Consigne -> Relevez, dans l'article sur le professeur du collège de Villerupt, le passage qui va de « Selon le rectorat » à « claire pour d’autres. », en le recopiant à l'identique.

Texte du document ->

__________________________________________________

Imaginez la scène : un professeur d’histoire-géographie, tout juste trentenaire, reçoit une mère d’élève et sa fille dans le cadre classique d’un rendez-vous parents-profs. Le sujet ? Les croisades et le djihad, au programme de cinquième. Ce qui devait être un échange banal tourne au vinaigre. Quelques jours plus tard, l’enseignant dépose plainte pour menaces. L’affaire fait le tour des réseaux et divise immédiatement l’opinion.
Un simple cours d’histoire qui dégénère
Nous sommes le 18 novembre 2025 au collège Théodore-Monod de Villerupt, petite ville de Meurthe-et-Moselle frontalière avec le Luxembourg. Le professeur traite le chapitre sur les grands empires médiévaux : carolingien, byzantin… et arabe. Viennent ensuite les croisades et la notion de djihad.
Selon le rectorat de Nancy-Metz et la plainte déposée deux jours plus tard, la mère d’élève conteste ouvertement la présentation faite en classe. Elle estime que la définition donnée des croisades et du djihad « stigmatise les musulmans et l’islam ». L’échange s’envenime rapidement. Le ton monte, les propos deviennent, selon l’enseignant, menaçants. Il décide d’écourter l’entretien. Au moment de partir, la mère aurait lâché : « Je ne vais pas en rester là ». Phrase anodine pour certains, menace claire pour d’autres.
« Face à des propos jugés menaçants, l’enseignant a interrompu l’échange »

__________________________________________________

Données présentées ->
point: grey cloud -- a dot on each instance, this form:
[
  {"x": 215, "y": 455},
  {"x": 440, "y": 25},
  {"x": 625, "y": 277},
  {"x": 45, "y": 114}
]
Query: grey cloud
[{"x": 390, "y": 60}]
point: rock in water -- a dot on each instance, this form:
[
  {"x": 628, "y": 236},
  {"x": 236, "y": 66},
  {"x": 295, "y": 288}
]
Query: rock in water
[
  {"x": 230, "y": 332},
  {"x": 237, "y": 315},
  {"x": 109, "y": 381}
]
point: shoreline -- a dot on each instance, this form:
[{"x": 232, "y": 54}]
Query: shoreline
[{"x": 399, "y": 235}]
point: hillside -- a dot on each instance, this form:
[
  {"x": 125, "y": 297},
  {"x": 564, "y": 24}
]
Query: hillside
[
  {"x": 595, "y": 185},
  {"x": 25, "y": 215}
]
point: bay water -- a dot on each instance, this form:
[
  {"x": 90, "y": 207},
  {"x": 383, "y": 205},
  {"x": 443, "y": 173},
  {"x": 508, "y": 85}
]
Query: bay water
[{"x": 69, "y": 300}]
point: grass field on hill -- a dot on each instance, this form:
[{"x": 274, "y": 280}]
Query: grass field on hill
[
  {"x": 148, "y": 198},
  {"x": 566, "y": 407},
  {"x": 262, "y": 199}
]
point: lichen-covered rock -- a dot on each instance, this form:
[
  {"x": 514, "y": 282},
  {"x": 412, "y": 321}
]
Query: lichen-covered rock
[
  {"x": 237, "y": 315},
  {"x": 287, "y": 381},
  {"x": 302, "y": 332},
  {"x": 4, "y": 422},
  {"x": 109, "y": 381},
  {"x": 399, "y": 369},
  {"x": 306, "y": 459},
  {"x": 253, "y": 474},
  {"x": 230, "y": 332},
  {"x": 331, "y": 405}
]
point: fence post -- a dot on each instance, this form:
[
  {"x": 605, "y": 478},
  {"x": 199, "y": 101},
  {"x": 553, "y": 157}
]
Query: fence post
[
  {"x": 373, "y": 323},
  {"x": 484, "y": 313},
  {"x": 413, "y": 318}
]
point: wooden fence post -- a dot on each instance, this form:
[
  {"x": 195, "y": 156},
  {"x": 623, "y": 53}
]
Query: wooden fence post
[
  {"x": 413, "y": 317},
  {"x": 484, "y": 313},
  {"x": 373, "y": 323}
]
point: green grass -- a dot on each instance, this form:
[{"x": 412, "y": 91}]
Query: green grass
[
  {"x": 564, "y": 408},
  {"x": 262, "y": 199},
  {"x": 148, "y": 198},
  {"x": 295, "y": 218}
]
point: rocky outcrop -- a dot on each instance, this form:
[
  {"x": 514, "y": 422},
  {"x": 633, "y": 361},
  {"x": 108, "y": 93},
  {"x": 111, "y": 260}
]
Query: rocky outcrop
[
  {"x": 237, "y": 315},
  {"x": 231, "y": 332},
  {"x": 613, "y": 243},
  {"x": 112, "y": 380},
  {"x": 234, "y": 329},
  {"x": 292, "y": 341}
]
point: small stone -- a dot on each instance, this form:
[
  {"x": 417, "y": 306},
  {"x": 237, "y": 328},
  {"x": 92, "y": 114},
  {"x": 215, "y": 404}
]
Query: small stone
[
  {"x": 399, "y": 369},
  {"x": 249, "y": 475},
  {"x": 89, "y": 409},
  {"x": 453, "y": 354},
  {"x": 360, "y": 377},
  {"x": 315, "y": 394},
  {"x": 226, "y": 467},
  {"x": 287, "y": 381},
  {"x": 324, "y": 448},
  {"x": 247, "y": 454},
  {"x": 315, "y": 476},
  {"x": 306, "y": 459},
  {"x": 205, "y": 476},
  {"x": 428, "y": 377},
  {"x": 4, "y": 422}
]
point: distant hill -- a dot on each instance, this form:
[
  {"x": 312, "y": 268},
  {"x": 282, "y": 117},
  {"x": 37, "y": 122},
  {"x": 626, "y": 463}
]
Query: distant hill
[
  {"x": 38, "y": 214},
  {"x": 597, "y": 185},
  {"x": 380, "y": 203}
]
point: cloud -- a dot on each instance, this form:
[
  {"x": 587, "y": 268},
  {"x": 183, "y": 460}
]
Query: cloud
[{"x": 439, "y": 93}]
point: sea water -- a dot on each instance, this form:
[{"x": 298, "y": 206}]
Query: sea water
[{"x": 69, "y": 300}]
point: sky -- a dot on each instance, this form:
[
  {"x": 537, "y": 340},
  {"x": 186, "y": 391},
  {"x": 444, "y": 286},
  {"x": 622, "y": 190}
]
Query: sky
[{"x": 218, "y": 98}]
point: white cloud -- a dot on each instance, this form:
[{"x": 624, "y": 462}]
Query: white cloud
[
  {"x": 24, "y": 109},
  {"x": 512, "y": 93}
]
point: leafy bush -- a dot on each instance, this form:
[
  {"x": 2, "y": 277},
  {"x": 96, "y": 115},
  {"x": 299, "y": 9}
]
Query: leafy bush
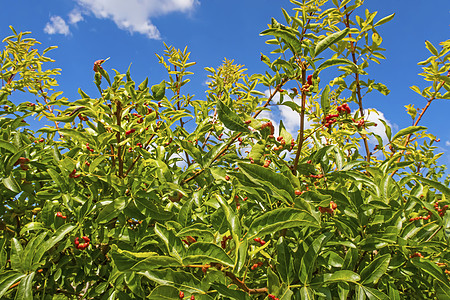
[{"x": 147, "y": 192}]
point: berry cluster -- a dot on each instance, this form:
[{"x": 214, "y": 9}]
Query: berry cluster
[
  {"x": 141, "y": 119},
  {"x": 89, "y": 149},
  {"x": 225, "y": 238},
  {"x": 330, "y": 119},
  {"x": 316, "y": 176},
  {"x": 343, "y": 108},
  {"x": 270, "y": 125},
  {"x": 72, "y": 174},
  {"x": 298, "y": 192},
  {"x": 441, "y": 212},
  {"x": 330, "y": 209},
  {"x": 83, "y": 245},
  {"x": 22, "y": 161},
  {"x": 128, "y": 132},
  {"x": 259, "y": 264},
  {"x": 416, "y": 254},
  {"x": 82, "y": 118},
  {"x": 189, "y": 240},
  {"x": 60, "y": 215},
  {"x": 258, "y": 240}
]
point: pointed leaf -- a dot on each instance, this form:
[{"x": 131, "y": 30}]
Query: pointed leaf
[
  {"x": 325, "y": 100},
  {"x": 230, "y": 119},
  {"x": 279, "y": 183},
  {"x": 173, "y": 243},
  {"x": 7, "y": 279},
  {"x": 329, "y": 40},
  {"x": 59, "y": 234},
  {"x": 377, "y": 268},
  {"x": 279, "y": 219},
  {"x": 159, "y": 90},
  {"x": 288, "y": 37},
  {"x": 24, "y": 290},
  {"x": 180, "y": 279},
  {"x": 407, "y": 131},
  {"x": 205, "y": 253}
]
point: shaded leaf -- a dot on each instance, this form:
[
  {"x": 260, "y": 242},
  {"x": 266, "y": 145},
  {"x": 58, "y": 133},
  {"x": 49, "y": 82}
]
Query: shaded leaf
[
  {"x": 329, "y": 40},
  {"x": 205, "y": 253},
  {"x": 279, "y": 219}
]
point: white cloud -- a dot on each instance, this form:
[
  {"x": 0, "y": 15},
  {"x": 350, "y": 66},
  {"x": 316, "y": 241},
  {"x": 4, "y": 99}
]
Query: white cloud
[
  {"x": 57, "y": 25},
  {"x": 75, "y": 16},
  {"x": 290, "y": 118},
  {"x": 135, "y": 15},
  {"x": 372, "y": 115}
]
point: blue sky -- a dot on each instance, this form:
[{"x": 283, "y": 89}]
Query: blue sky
[{"x": 133, "y": 31}]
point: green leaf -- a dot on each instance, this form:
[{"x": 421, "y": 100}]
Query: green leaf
[
  {"x": 374, "y": 294},
  {"x": 279, "y": 183},
  {"x": 11, "y": 184},
  {"x": 32, "y": 226},
  {"x": 7, "y": 279},
  {"x": 308, "y": 262},
  {"x": 377, "y": 268},
  {"x": 24, "y": 290},
  {"x": 95, "y": 163},
  {"x": 329, "y": 40},
  {"x": 185, "y": 213},
  {"x": 325, "y": 100},
  {"x": 288, "y": 37},
  {"x": 278, "y": 219},
  {"x": 8, "y": 146},
  {"x": 435, "y": 184},
  {"x": 232, "y": 217},
  {"x": 205, "y": 253},
  {"x": 58, "y": 235},
  {"x": 164, "y": 292},
  {"x": 431, "y": 48},
  {"x": 333, "y": 62},
  {"x": 343, "y": 275},
  {"x": 227, "y": 292},
  {"x": 140, "y": 261},
  {"x": 407, "y": 131},
  {"x": 17, "y": 262},
  {"x": 230, "y": 119},
  {"x": 159, "y": 90},
  {"x": 173, "y": 243},
  {"x": 384, "y": 20},
  {"x": 69, "y": 117},
  {"x": 180, "y": 279},
  {"x": 431, "y": 269},
  {"x": 112, "y": 210},
  {"x": 285, "y": 265}
]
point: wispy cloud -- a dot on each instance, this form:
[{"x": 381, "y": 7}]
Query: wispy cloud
[
  {"x": 136, "y": 15},
  {"x": 57, "y": 25},
  {"x": 75, "y": 16}
]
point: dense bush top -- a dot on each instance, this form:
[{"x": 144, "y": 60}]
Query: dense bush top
[{"x": 146, "y": 192}]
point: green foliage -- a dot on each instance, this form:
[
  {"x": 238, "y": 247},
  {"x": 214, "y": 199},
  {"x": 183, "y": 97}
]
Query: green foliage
[{"x": 144, "y": 192}]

__________________________________________________

Réponse attendue ->
Selon le rectorat de Nancy-Metz et la plainte déposée deux jours plus tard, la mère d’élève conteste ouvertement la présentation faite en classe. Elle estime que la définition donnée des croisades et du djihad « stigmatise les musulmans et l’islam ». L’échange s’envenime rapidement. Le ton monte, les propos deviennent, selon l’enseignant, menaçants. Il décide d’écourter l’entretien. Au moment de partir, la mère aurait lâché : « Je ne vais pas en rester là ». Phrase anodine pour certains, menace claire pour d’autres.